Copy out the data so that nothing differs from the original.

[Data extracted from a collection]
════════
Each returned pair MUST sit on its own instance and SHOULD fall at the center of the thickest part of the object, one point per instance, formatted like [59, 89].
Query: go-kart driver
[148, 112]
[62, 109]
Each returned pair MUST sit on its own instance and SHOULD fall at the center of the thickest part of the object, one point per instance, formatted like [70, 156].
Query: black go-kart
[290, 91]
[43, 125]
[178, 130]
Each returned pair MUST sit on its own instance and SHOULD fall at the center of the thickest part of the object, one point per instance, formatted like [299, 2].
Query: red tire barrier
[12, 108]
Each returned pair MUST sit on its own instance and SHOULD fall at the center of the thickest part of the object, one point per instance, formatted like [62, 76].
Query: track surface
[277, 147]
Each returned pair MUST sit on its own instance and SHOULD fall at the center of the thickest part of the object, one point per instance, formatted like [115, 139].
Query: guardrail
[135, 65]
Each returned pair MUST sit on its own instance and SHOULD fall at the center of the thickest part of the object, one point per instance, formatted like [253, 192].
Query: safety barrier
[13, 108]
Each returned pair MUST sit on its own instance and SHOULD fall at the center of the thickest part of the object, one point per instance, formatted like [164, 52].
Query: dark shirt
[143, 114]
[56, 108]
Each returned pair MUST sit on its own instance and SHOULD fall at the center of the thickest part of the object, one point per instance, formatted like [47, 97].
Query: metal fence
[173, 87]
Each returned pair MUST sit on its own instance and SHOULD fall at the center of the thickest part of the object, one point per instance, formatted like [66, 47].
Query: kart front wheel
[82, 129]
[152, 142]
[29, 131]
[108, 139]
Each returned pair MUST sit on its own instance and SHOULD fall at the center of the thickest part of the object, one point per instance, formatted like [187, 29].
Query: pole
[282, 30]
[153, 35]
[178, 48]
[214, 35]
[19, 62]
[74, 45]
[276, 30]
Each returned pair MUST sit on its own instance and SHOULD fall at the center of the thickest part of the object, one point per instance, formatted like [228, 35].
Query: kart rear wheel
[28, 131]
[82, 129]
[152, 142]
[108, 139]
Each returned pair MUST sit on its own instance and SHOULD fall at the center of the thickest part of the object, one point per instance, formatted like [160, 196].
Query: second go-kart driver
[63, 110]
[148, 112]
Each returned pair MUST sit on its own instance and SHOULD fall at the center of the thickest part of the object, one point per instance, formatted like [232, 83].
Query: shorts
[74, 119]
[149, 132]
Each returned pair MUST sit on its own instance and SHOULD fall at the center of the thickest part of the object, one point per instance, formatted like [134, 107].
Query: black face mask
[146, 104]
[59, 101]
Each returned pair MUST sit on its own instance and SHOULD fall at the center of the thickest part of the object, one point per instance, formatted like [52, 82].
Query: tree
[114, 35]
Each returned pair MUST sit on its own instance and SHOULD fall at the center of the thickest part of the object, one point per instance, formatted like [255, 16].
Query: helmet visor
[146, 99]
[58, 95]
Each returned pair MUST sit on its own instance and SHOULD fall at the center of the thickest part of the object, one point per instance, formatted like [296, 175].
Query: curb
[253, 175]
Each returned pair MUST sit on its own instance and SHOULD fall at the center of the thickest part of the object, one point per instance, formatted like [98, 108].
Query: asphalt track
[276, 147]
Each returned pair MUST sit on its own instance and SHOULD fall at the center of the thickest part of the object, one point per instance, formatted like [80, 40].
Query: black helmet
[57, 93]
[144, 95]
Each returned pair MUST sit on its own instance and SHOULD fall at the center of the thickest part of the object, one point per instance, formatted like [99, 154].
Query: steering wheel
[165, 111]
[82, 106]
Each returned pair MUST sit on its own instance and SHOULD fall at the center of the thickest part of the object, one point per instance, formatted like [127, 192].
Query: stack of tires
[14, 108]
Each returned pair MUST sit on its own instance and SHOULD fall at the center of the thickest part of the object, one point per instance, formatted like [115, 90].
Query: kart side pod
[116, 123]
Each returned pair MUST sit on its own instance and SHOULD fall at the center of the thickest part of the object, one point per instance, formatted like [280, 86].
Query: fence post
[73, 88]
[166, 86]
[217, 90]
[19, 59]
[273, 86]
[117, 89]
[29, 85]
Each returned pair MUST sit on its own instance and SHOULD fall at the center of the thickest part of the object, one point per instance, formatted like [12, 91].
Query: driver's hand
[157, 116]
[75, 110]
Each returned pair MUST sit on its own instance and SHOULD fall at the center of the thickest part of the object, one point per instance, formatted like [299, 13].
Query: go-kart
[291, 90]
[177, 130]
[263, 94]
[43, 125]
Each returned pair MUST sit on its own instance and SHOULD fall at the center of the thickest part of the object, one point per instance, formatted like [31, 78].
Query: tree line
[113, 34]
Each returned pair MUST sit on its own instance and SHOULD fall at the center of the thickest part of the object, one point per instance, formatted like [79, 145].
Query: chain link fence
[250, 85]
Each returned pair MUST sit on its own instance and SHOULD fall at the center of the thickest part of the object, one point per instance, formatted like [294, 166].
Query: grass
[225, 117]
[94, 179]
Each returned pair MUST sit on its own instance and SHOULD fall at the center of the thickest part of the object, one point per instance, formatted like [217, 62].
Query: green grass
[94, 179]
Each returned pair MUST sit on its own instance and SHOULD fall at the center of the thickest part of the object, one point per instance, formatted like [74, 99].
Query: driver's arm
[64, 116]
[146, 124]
════════
Written solution |
Each returned pair MUST sit on its own instance and SHOULD fall at the center of the thickest part of the object, one point per instance, formatted like [59, 89].
Query: go-kart driver
[148, 112]
[62, 109]
Each returned pair MUST sit on its own instance and SHOULD fall at the center of the thickest part of the object, one point per instance, formatted like [70, 156].
Query: black go-kart
[290, 91]
[43, 125]
[178, 130]
Each returned pair MUST sit on its own instance and SHOULD fall at the center of the thickest part of the object, one point per instance, formatted like [299, 2].
Query: red tire barrier
[12, 108]
Each returned pair MUST sit on its own instance and SHOULD fall at the center of the thickest part of the object, one point per instance, formatted like [62, 76].
Query: track surface
[277, 147]
Each returned pair MUST sit on its own instance and SHOULD fall at the center of the thickest part of the object, one point per instance, formatted like [115, 139].
Query: guardrail
[135, 65]
Each returned pair MUST sit on its own instance and SHOULD fall at the center of the thickest part of the object, one point per instance, formatted like [253, 192].
Query: safety barrier
[13, 108]
Each returned pair MUST sit on its own instance and SHOULD fall at the center of the thickest part of the object, one point per instance, formatted like [164, 52].
Query: dark shirt
[143, 114]
[56, 108]
Each returned pair MUST sit on its own instance and SHOULD fall at the center of the thickest part of the object, one point per instance, formatted like [47, 97].
Query: metal fence
[173, 87]
Each returned pair MUST sit on its own instance and SHOULD fall at the center of the thickest part of the object, one point per instance, formatted like [66, 47].
Query: kart front wheel
[82, 129]
[152, 142]
[29, 131]
[108, 139]
Each returned pair MUST sit on its own instance and SHOULD fall at the center of the thickest part of the object, one point per instance, formatted like [187, 29].
Query: pole
[282, 30]
[153, 35]
[178, 48]
[214, 35]
[19, 62]
[74, 45]
[276, 30]
Each returned pair MUST sit on its own instance and SHOULD fall at the center of the thickest part of the object, one point per instance, formatted like [228, 35].
Query: kart rear wheel
[28, 131]
[82, 129]
[152, 142]
[108, 139]
Each returned pair MUST sit on its own instance and SHOULD fall at the center of the thickest part of the object, one point per instance, formatted like [160, 196].
Query: second go-kart driver
[63, 110]
[148, 112]
Each returned pair MUST sit on its own instance and SHOULD fall at the center of the thickest part of the object, one point per instance, formatted like [232, 83].
Query: shorts
[74, 119]
[149, 132]
Each returned pair MUST sit on its own instance and SHOULD fall at the center of the thickest part of the object, one point per instance, formatted like [134, 107].
Query: black face mask
[146, 104]
[59, 101]
Each returned pair MUST sit on its own instance and SHOULD fall at the center of the thickest part of the object, one point per instance, formatted like [52, 82].
Query: tree
[114, 35]
Each returned pair MUST sit on its own instance and SHOULD fall at the center of the thickest part of the object, one point per instance, formatted like [255, 16].
Query: helmet visor
[146, 99]
[58, 95]
Each returned pair MUST sit on its own instance and SHOULD fall at the center of the thickest part of the object, one point per instance, formatted like [296, 175].
Query: curb
[253, 175]
Each returned pair MUST sit on its own instance and SHOULD fall at the center of the thickest part of the object, one point per instance, formatted like [98, 108].
Query: asphalt track
[276, 147]
Each returned pair MUST sit on its own instance and SHOULD fall at the center of the thickest part of the object, one point per instance, formatted like [80, 40].
Query: black helmet
[57, 93]
[144, 95]
Each returned pair MUST sit on its own instance and SHOULD fall at the center of the thickest part of the object, one point per instance, formatted like [99, 154].
Query: steering wheel
[165, 111]
[82, 106]
Each returned pair MUST sit on its own instance and SHOULD fall at the center of the thickest part of the object, one point per instance, formatted like [127, 192].
Query: stack of tires
[14, 108]
Each returned pair MUST sit on its own instance and SHOULD fall at the center of the thickest part of the object, one point per instance, formatted like [115, 90].
Query: kart side pod
[116, 123]
Each returned pair MUST sit on its own instance and SHOULD fall at the center of the thickest part of the object, one point per instance, formatted like [280, 86].
Query: fence post
[73, 88]
[166, 86]
[217, 90]
[19, 59]
[273, 86]
[117, 89]
[29, 85]
Each returned pair MUST sit on its own instance and SHOULD fall at the center of the thickest part of the object, one point per instance, formatted like [12, 91].
Query: driver's hand
[157, 116]
[75, 110]
Each returned pair MUST sit on its own instance and SHOULD fall at the center of the thickest part of the object, one point per instance, formatted like [299, 13].
Query: go-kart
[291, 90]
[177, 130]
[263, 94]
[43, 125]
Each returned pair MUST sit on its own instance and SHOULD fall at the center of the thickest part of the object, one point per instance, formatted like [31, 78].
Query: tree line
[113, 34]
Each returned pair MUST sit on its own instance and SHOULD fall at the center of the thickest part of the object, one point per instance, formatted like [79, 145].
Query: chain link fence
[250, 85]
Each returned pair MUST sit on its own instance and SHOULD fall at the center of the thickest part of the object, one point per instance, formatted like [294, 166].
Query: grass
[225, 117]
[94, 179]
Each returned pair MUST sit on its own instance and SHOULD fall at the center of the thickest part of the object, one point per instance, formatted like [217, 62].
Query: green grass
[94, 179]
Each returned pair MUST sit on its own instance and SHOULD fall at the center of the thickest part of the object, one point per instance, formatted like [74, 99].
Query: driver's arm
[64, 116]
[146, 124]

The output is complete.